The word to find is "green". State how many lines below contain it, giving only the number.

Entries taken from a collection:
--- START ---

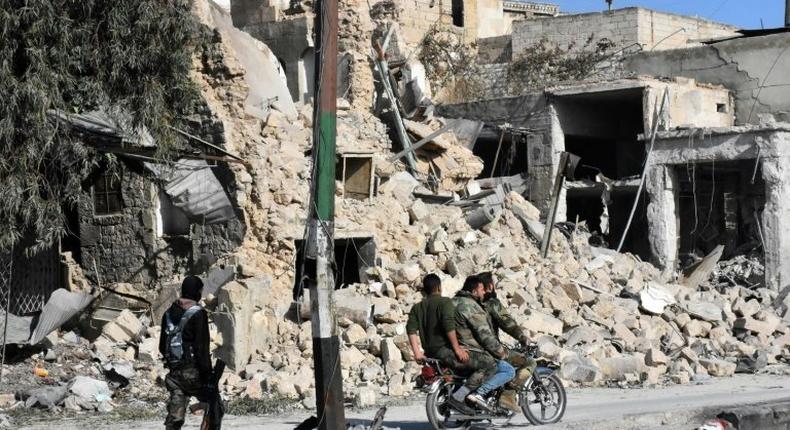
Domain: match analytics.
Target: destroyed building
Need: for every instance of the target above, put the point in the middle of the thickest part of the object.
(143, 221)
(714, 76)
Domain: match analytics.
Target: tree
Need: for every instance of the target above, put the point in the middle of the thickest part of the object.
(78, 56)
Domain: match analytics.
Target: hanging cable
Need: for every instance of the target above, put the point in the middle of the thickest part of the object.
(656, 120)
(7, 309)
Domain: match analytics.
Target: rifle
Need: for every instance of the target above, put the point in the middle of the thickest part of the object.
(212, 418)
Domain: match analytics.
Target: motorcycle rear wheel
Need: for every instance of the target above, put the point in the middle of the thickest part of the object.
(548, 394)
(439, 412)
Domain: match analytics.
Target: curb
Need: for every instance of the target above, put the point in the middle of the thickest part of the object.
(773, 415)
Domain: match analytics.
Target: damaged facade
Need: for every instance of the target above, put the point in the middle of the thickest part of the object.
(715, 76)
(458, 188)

--- END ---
--- START ---

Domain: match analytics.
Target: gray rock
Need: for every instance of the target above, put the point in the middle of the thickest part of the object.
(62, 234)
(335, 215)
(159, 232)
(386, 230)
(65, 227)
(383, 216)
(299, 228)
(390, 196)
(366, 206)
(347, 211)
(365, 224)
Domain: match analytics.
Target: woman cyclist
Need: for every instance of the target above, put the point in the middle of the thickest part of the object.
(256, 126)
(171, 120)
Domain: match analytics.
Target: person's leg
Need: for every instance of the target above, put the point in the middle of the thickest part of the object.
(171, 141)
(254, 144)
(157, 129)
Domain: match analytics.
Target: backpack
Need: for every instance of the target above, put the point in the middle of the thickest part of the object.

--- END ---
--- START ---

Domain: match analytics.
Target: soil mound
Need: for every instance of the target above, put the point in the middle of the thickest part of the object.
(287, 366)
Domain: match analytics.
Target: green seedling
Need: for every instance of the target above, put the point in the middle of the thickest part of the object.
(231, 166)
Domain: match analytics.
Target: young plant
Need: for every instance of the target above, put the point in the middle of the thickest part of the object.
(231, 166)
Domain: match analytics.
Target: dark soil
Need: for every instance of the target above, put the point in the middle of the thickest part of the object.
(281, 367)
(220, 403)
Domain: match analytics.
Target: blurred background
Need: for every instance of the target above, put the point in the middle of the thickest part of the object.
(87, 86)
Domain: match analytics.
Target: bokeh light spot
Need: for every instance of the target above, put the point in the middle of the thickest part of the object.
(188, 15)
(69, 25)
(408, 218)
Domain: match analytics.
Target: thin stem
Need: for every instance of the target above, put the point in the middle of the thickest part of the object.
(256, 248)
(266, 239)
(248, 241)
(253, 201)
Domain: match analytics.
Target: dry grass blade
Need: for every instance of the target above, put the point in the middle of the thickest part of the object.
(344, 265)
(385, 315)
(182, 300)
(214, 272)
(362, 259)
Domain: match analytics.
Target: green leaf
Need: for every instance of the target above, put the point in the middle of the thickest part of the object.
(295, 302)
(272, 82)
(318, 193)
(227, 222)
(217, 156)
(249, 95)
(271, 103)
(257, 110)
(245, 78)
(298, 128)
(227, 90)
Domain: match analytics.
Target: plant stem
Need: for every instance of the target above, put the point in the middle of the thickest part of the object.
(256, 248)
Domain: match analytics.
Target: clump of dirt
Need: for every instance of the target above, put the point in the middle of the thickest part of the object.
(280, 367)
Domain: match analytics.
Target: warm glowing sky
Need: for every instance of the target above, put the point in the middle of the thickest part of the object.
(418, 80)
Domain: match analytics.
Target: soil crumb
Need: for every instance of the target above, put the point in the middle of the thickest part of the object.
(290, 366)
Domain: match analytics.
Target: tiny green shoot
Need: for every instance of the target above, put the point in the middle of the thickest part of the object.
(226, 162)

--- END ---

ANSWER BOX: 3